-- Source text --
○ ○ ○

That decision took the couple to Albuquerque, where Alex enrolled at the University of New Mexico, and Nate took a position with a for-profit long-term care organization for one year. Then, a position opened up at the Society in Albuquerque, and Schema returned to the organization where he’s worked ever since.
Belief in holistic health care
“I think the Good Samaritan Society has made me a better person. It’s strengthened my faith. It’s strengthened my belief in how health care should be delivered more holistically, especially with those who are aging and in need of services,” Schema said.
He and his wife remained in Albuquerque for four years before the Society brought Schema onto an enterprise role overseeing post-acute strategy.
That decision took the couple to Sioux Falls, where he oversaw various operational initiatives for two years and then became the regional vice president (RVP) of operations for Nebraska, a role he remained in for five years.
As RVP of Nebraska, Schema oversaw a portfolio ranging from 18 to 22 locations that served anywhere from 30 to 800 residents. While in this position, he continued to live in Sioux Falls, sometimes commuting as many as six hours to their furthest location in Alliance, Nebraska.
New roles and responsibilities
On Aug. 1, Schema officially began his new role as VP of operations, though he’s essentially been in the position since mid-June.
“In this role, you need to be able not only to go deep, but your breadth of responsibility, your scope, is so much wider,” he said. “The diversity of the role is just so much different.
“I think what I’m excited most about is the opportunity ‘to bring a little more cowbell’ to operations. In other words, mix it up a little bit to get folks engaged and excited.”
When asked what he enjoys most about his work for the Society, Schema says, “I’ve always loved being able to live out my faith while working with good, talented people — like-minded people who are here to serve.”
Leading as coach and mentor
In reflecting on his accomplishments, Schema points to the relationships he’s been able to build.
At the recent Annual Operations Conference, he saw Cynthia Lockhart, a woman he hired when he first started out in Lovington. They hadn’t really spoken for years save for a few emails. Schema consistently promoted her when they worked together, and she continued to rise after he left.
At the conference, while at a picnic at the Sanford House, she gave him a big hug. At that point, Schema said, “I realized that I’m proud of the people I’ve been able to coach and mentor, and they’ve taught me a lot as well.”
Looking forward, Schema expresses his excitement about the integration work with Sanford Health.

○ ○ ○

Rows from a dataset
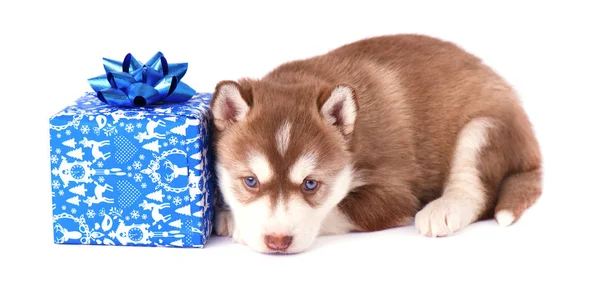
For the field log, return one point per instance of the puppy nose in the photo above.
(278, 241)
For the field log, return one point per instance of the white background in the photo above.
(549, 52)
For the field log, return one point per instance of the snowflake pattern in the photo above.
(177, 200)
(124, 177)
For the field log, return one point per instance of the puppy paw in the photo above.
(443, 217)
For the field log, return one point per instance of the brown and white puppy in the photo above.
(381, 133)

○ ○ ○

-- Exercise requirements --
A) Answer these questions about the Schema career profile:
(i) How many years did Schema serve as regional vice president of operations for Nebraska?
(ii) Which town held the furthest location he commuted to in that role?
(iii) On what date did he officially begin as VP of operations?
B) Could you go on with the Schema career profile, starting after its final sentence?

-- Task-by-task outputs --
A)
(i) Five years.
(ii) Alliance, Nebraska.
(iii) Aug. 1.

B)
“Sanford’s mission and vision is identical. So I think now we’re just able to take it to the next level,” he said.
The integration work, Schema says, gives the Society an opportunity to recalibrate. The new strategy consists of three essential goals: the path to profitability, integrated care delivery, and organizational growth.
“Within those three things, there’s a ton of work and a ton of details,” Schema said. “We need to be open to change, but in doing so, we need to be decisional. I think, in the past, maybe we’ve struggled to tweak and adapt as efficiently and quickly as we should have. We have to have fun along the way, but we have to execute.”
Despite the daunting task before him, Schema sees only opportunity and predicts nothing but success for the Good Samaritan Society. “We’ve always had a great reputation. Some might say we’re a sleeping giant,” he says.
Schema is a firm believer in servant leadership.
“We have to continually remember why we’re here and why we’re doing what we’re doing,” he said.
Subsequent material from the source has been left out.